-------- Available data

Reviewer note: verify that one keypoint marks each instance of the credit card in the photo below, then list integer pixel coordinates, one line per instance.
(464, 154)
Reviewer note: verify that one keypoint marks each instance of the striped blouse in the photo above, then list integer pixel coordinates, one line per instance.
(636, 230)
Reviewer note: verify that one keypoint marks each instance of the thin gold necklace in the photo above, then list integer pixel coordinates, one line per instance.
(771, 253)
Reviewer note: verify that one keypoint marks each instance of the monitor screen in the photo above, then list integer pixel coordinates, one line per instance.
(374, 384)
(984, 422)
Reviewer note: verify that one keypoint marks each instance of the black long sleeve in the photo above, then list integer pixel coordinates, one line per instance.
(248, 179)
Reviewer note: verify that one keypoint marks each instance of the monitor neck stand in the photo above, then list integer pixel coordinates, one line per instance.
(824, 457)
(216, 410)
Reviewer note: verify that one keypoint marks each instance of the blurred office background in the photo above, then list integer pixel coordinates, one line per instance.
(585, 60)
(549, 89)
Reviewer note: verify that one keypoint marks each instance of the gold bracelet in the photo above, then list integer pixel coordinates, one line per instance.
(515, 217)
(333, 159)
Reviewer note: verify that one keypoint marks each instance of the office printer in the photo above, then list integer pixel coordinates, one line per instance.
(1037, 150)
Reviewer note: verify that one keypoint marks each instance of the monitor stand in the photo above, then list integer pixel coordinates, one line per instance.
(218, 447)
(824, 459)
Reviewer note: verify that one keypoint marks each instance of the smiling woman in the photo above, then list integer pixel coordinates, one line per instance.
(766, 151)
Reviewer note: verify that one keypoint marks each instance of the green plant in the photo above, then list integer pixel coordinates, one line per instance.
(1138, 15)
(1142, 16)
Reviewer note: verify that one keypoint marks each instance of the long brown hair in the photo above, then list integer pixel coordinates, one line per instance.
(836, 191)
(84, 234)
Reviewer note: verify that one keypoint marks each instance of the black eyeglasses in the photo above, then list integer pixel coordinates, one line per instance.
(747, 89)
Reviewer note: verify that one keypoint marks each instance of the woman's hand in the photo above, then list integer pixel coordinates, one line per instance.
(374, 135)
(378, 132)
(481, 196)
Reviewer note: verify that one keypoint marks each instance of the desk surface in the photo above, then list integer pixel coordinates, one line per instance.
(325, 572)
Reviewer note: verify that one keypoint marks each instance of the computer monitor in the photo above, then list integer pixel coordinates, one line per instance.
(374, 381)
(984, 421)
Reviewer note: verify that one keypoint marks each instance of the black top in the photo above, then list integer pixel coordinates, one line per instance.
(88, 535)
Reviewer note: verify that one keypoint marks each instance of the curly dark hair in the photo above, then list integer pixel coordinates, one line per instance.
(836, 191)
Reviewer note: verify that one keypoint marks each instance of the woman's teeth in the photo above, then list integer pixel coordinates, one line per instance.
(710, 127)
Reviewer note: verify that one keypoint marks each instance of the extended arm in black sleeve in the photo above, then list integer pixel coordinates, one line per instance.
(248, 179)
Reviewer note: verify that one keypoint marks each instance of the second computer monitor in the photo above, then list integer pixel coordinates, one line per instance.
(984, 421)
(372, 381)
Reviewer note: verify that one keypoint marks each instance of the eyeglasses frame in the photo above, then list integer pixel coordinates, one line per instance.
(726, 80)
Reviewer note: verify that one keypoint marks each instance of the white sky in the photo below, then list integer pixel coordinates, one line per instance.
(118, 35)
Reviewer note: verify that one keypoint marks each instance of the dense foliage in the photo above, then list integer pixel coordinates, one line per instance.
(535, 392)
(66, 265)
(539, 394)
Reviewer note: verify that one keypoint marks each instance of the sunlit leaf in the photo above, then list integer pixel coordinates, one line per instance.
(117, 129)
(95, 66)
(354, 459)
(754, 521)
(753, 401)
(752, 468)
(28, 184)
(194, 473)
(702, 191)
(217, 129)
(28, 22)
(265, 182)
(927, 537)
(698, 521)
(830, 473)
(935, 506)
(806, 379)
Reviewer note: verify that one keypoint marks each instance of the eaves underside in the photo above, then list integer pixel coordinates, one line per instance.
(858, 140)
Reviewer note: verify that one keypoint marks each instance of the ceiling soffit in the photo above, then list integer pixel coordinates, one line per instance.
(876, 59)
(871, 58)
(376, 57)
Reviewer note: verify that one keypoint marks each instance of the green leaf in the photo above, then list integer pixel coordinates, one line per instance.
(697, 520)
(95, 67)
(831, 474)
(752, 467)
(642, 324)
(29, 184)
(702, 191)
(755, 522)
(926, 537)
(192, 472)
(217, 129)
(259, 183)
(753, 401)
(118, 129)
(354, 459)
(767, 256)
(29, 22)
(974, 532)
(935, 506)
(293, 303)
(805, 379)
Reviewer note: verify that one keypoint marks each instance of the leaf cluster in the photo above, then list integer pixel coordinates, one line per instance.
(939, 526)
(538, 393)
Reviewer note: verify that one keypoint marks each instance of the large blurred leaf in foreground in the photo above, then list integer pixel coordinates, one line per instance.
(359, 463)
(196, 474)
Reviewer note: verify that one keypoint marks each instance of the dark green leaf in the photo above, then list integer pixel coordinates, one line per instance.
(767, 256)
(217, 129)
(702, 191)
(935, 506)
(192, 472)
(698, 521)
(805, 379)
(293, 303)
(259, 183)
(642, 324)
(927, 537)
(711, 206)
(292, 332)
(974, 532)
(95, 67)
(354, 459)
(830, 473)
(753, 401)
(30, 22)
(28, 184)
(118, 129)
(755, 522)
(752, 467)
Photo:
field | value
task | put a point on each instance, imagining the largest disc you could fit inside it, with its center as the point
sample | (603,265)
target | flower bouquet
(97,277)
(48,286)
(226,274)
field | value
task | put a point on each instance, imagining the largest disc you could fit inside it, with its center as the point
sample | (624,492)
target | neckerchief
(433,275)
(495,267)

----------------

** Directive **
Output all of the material, please, exactly as it stands.

** Answer for the task **
Reviewer note: verify that one keypoint marks each instance of the credit card in the photo below, then list integer pixel coordinates, one line per instance.
(464, 154)
Reviewer note: verify that one keypoint marks each instance of the striped blouse in the photo above, then list integer pixel coordinates, one line per instance.
(636, 230)
Reviewer note: verify that one keypoint marks each instance of the thin gold necklace in the photo above, then list integer pixel coordinates, one line per instance.
(771, 253)
Reviewer note: verify that one keypoint marks each instance of the monitor screen in the photo above, then list integer pixel coordinates, one line per instance.
(374, 384)
(984, 422)
Reviewer note: verify that one keypoint marks each instance of the black long sleeve in the photo above, then list integer pixel coordinates, one line per instance.
(248, 179)
Reviewer note: verify that one keypoint marks each instance of the monitor neck stand in the photo above, then list integer pixel coordinates, one line per instance.
(824, 457)
(216, 410)
Reviewer note: verify that one keypoint marks each instance of the blurred office background in the photo above, then list integer pixel coordinates, one line per instance.
(585, 60)
(549, 89)
Reviewer note: verify that one keypoint marks each instance of the gold bracelet in the photo above, then list integer pixel coordinates, one line per instance.
(515, 217)
(333, 159)
Reviewer note: verify that one keypoint marks each instance of the office printer in the photo above, then list integer pixel coordinates, one line per instance.
(1037, 150)
Reviewer note: verify that one keypoint marks each instance of the monitor stand in the photo above, then list integer pixel coordinates, one line per instance.
(218, 447)
(824, 459)
Reviewer note: verify that one keypoint marks each instance of the smiling woman in the photo above, then list integer pixel coordinates, one line per instance.
(766, 151)
Reviewer note: verify that one keypoint marks each instance of the green plant in the photo above, then list integer pixel coordinates, one line per instance.
(1138, 15)
(1142, 16)
Reviewer note: verify that one keypoint marks each instance of the long brown hair in the photo above, then list integer pixel coordinates, one line per instance.
(836, 191)
(84, 234)
Reviewer note: verify that one keypoint marks each instance of the black eyeglasses in the photo above, then list integer pixel coordinates, one line per instance.
(747, 89)
Reviewer note: verify that one keypoint marks each instance of the woman's hand in the photo above, then list integer pixel coordinates, one line per instance.
(374, 135)
(378, 132)
(481, 196)
Reviewer note: verify that one keypoint marks each instance of the desk surface in the photo above, then list integer pixel coordinates, one line per instance.
(325, 572)
Reviewer note: verify that one keypoint marks each instance of the computer monitor in the photo above, then list integer pixel coordinates, one line per instance.
(374, 381)
(984, 421)
Reviewer note: verify that one keypoint marks each instance of the black top in the photo above, then list integer pixel coordinates, one line per instance.
(88, 535)
Reviewer note: verify that one keypoint marks each instance of the curly dark hair in the photo above, then list integer pixel coordinates, one line per instance.
(836, 191)
Reviewer note: verify that one keypoint marks each instance of the woman's teeth in the photo above, then list integer pixel coordinates, one line per instance.
(710, 127)
Reviewer note: verify that one keypoint marks each instance of the extended arm in black sleeve in the photo above, then list integer pixel coordinates, one line per instance.
(248, 179)
Reviewer note: verify that one keypoint marks each instance of the second computer monitor in the photo above, then list integer pixel coordinates, one line per instance.
(984, 421)
(372, 381)
Reviewer note: verify that one keypoint marks each instance of the eyeglasses frame in the photo above, then list integer pixel coordinates, one line per instance.
(726, 80)
Reviewer note: verify that one keypoint marks each instance of the white sky in the photo below, then list integer pixel coordinates, one line per instance.
(118, 35)
Reviewer note: verify that one keypoint marks each instance of the dense foliage in the photo above, then list integer pixel coordinates, one line per instance.
(535, 392)
(66, 265)
(539, 394)
Reviewer note: verify that one keypoint marks each instance of the sunlit leaf in the photo above, then list integer pixel coordinates, one line per instance.
(117, 129)
(95, 66)
(354, 459)
(754, 521)
(753, 401)
(752, 468)
(28, 184)
(194, 473)
(702, 191)
(217, 129)
(28, 22)
(265, 182)
(927, 537)
(698, 521)
(830, 473)
(935, 506)
(806, 379)
Reviewer note: verify that one keypoint marks each instance of the eaves underside in the photo above, then list integer pixel coordinates, one line per instance.
(858, 140)
Reviewer note: verify that one keypoint marks each instance of the ceiling soffit in the photo above, then list integer pixel coordinates, one line per instance.
(876, 59)
(871, 58)
(376, 57)
Reviewer note: verify that one keypoint marks each instance of the green leaf in the photo above, then list integer pixel coordinates, one line per instance.
(697, 520)
(95, 67)
(831, 474)
(752, 467)
(642, 324)
(29, 184)
(702, 191)
(755, 522)
(926, 537)
(192, 472)
(217, 129)
(259, 183)
(753, 401)
(118, 129)
(354, 459)
(767, 256)
(29, 22)
(974, 532)
(935, 506)
(293, 303)
(805, 379)
Reviewer note: verify that one keypoint marks each instance of the leaf cluster in the photo above, then list integer pixel coordinates, one line per instance.
(939, 526)
(538, 393)
Reviewer note: verify that one keypoint marks each instance of the large blurred leaf in foreground in the photo above, then list integer pixel coordinates, one line per instance.
(359, 463)
(196, 474)
Reviewer note: verify that one keypoint marks each instance of the dark green leaf in the photo above, then list integer pixel coordinates, one line per instance.
(767, 256)
(217, 129)
(702, 191)
(935, 506)
(192, 472)
(698, 521)
(805, 379)
(293, 303)
(259, 183)
(642, 324)
(927, 537)
(711, 206)
(292, 332)
(974, 532)
(95, 67)
(354, 459)
(830, 473)
(753, 401)
(30, 22)
(28, 184)
(118, 129)
(755, 522)
(752, 467)
Photo:
field | value
task | put a point on each instance, imagining the largest disc you could fit inside it, with its center as the point
sample | (603,265)
target | flower bouquet
(97,277)
(48,286)
(226,274)
field | value
task | put a point on each instance, imagining the largest disc you could fit inside it, with its center as the point
sample | (624,492)
target | neckerchief
(433,275)
(495,267)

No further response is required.